[Exercise aim] Copy the lines below with "range hood" changed to "kitchen exhaust hood" and nothing else altered, and leave the pictures out.

^^^^^^^^

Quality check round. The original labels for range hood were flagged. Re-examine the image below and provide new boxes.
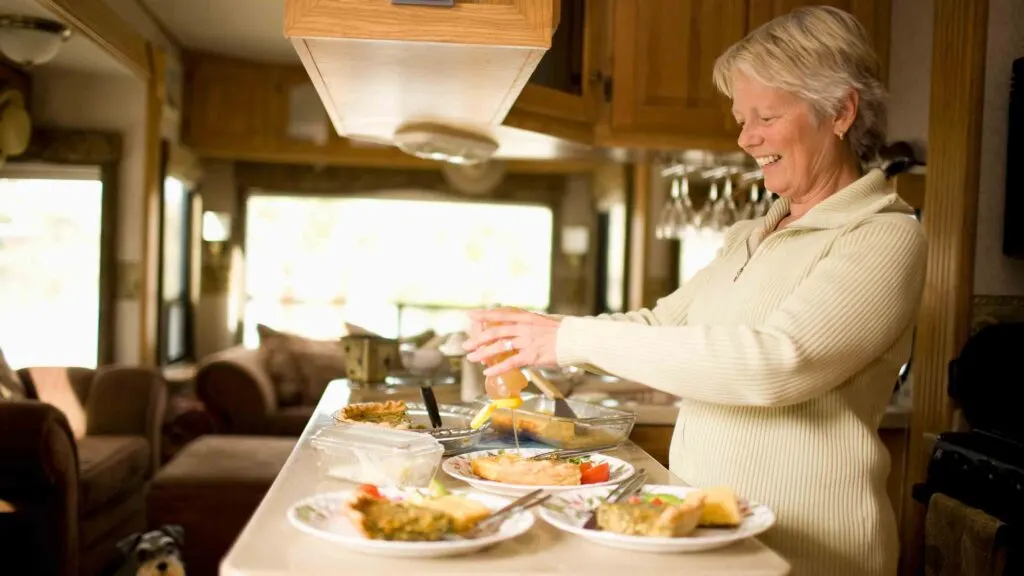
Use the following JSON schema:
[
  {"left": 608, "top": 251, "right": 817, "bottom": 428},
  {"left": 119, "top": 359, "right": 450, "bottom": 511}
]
[{"left": 285, "top": 0, "right": 559, "bottom": 161}]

^^^^^^^^

[Complete response]
Quality check round. The original labels for kitchen exhaust hood were flagged. Re-examine the image below and provide new boxes.
Use the following JSON schema:
[
  {"left": 608, "top": 251, "right": 817, "bottom": 428},
  {"left": 119, "top": 359, "right": 450, "bottom": 511}
]
[{"left": 285, "top": 0, "right": 559, "bottom": 161}]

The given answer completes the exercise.